◆ Упражнения
[1] Ответьте на вопросы по тексту о воспоминаниях Михаила Придонова:
(а) Чье изображение есть на печати, которая лежит на письменном столе Михаила Придоновича?
(б) Сколько десятилетий жизни охватывают его воспоминания?
(в) Какой предмет преподавала Екатерина Николаевна?
[2] Продолжите текст о воспоминаниях Михаила Придонова, начав сразу после его последнего предложения.

◆ Текст для чтения
Арабески памяти
Рассказы Михаила Придоновича Придонова
Плащ-невидимка делает своего владельца незримым. Записанные человеком воспоминания накидывают на читателей чудесный плащ, делающий зримой, познаваемой, осязаемой жизнь их автора. И не только его, но и сотен соприкоснувшихся с ним людей. Его имя становится именем друга, и еще много-много лиц и имен делаются нашим достоянием, частью нашего ума и нашей души.
Соткать такой плащ – значит охватить им прошлое, настоящее и будущее. Не случайно на письменном столе Михаила Придоновича лежит печать с изображением Януса, доставшаяся в наследство от немецкого дедушки. Воспоминания Михаила Придоновича охватывают не только девять с половиной десятилетий его жизни, но и семейные предания о прадедах. Перед нами разворачивается ткань событий, связывающая Россию, Иберию и Германию целого века.
Виртуозный художник-шрифтовик и орнаменталист, Михаил Придонович создает истинные арабески и в слове. Это арабески живого воображения и живой памяти.
Основная повествовательная линия пересекается множеством дополнительных штрихов, на первый взгляд, усложняющих контур, но потом воспринимаемых как необходимые элементы общего замысла, общей цели – «душу рассказать».
У истоков этой личности – люди, исполненные благородства, мудрости и истинного достоинства. Мама, Ида Паулина Зейц, говорящая об уехавшем из Тбилиси в Москву отце: «Это твой папа. Иди к нему. Люби его». Спокойный и добрый «утата» Ерванд, «классная дама», любимая учительница словесности Екатерина Николаевна, учитель черчения Георгий Петрович.
Мама была настоящей доброй волшебницей. Из рассказов Михаила Придоновича мы узнаем о сделанных ее искусными руками самодельных игрушках для не привыкших к ним чужих малышей, («Дед Мороз приехал!»), об ее обязательном при всей скудости средств субботнем пироге – символе праздника, об ее знаменитом на всю родню апфельштруделе и пешем походе в церковь каждый понедельник во время войны, о годах неустанных молитв за любимого сына («Мои дорогие женщины»).

◆ Содержимое набора данных

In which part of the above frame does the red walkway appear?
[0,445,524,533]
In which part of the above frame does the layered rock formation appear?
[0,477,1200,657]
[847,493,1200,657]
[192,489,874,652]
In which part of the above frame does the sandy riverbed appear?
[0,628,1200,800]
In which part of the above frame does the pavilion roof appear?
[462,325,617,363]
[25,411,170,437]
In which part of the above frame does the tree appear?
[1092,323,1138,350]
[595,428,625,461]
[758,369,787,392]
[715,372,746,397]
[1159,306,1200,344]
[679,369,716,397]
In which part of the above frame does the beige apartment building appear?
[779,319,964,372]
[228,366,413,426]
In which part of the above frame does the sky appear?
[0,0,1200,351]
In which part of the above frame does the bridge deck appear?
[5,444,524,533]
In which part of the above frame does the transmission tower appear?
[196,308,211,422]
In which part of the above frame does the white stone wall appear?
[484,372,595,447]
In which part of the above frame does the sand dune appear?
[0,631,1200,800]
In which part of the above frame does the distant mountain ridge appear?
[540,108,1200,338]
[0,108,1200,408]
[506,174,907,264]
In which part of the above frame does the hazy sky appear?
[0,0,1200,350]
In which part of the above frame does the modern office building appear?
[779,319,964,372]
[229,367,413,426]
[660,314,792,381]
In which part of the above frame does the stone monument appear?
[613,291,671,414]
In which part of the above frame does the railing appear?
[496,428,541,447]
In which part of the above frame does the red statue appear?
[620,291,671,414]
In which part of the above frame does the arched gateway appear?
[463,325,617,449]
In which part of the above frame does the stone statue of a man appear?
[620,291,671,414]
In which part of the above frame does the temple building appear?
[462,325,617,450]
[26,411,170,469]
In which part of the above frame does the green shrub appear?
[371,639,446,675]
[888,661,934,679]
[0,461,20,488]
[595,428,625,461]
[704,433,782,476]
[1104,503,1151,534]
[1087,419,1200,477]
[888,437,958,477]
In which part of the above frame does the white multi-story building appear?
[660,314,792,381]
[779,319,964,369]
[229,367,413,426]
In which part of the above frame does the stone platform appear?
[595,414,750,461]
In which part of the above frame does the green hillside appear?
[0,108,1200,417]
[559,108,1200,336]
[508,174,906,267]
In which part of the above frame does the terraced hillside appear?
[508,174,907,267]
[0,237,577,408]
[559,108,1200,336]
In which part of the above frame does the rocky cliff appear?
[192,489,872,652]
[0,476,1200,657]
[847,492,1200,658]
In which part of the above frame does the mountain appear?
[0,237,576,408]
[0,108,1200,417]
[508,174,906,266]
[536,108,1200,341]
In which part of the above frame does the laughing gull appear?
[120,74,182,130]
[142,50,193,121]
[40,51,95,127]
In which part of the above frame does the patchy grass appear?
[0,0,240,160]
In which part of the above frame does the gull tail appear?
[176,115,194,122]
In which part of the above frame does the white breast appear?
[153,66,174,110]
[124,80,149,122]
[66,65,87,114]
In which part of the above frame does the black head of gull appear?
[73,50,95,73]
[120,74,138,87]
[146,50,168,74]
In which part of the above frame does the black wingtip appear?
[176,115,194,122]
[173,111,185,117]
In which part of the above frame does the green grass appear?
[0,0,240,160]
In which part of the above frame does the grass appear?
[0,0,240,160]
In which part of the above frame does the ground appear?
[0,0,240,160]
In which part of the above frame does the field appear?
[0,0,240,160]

◆ Ответы к упражнениям
[1]
(а) Изображение Януса.
(б) Девять с половиной десятилетий.
(в) Словесность.

[2]
Мама оставила в полной неприкосновенности все вещи и обстановку сыновней комнаты. Шесть лет провисел на стене календарный листок с датой его отбытия в армию. Только маминым молитвам приписывает он неожиданный успех манипуляций со штанген-циркулем, которые спасли ему жизнь на заводе Круппа. («Марш смерти»).
Она сплела волшебную косичку из волос невестки и сына, склонивших печальные головы над постелью угасающей матери. Но главными и бесценными ее чудесами всегда оставались любовь, тепло и терпение.
«Все-то она знала и была такой тихой. Терпеливой. Ни на что никогда не жаловалась, ничего не требовала. Скромница была потрясающая. Громкого голоса ее никто никогда не слышал.» («Бабуля»)
Она воспитала в сыне собранность ума и души, внутренний ритм и внутреннюю дисциплину. Это мамина школа – собственноручно изготовленная им книжная этажерка, его прощание и встреча с любимыми книгами и наклееные им номерки на каждой («Подарок судьбы» и «1946 год»).
Особое благородство его внутреннего склада проявляется не только в высоких и искренних мыслях (их искренность ощущается так же бесспорно, как их высота), но и в самых обычных замечаниях, фразах: «Там на карточке для Иры я написал сущую ерунду» («Так начиналась война»).
Как красиво и мужественно выглядит отдельно стоящая строка в письме от 23 июня сорок первого года: «Смелее! Спокойнее!»
В армейских воспоминаниях он с благодарностью отдает должное всем, кто чему-то научил его, в чем-то помог, как сержант Литовченко или лейтенант Орешкин («Новобранцы»).
В рассказе «Двадцать два» он называет молодчиной и образцом для подражания последнего из пойманных командиров-беглецов, не вставшего на колени и не давшего завязать себе глаза. Таким же образцом мужества и достоинства предстает и его собственный поступок в рассказе «Смирно!»
Не вижу причин для того, чтобы отозваться об этом менее патетично, чем Гумилев о магии Морадиты в «Поэме Начала».
Честь
Там, где хаос безвидный
Над землей бушевал,
Он скомандовал «Смирно!» -
И нечестье заклял.
На мгновенье, не боле,
Скрылся смерти оскал.
Но свободы и воли
Так вставал пьедестал.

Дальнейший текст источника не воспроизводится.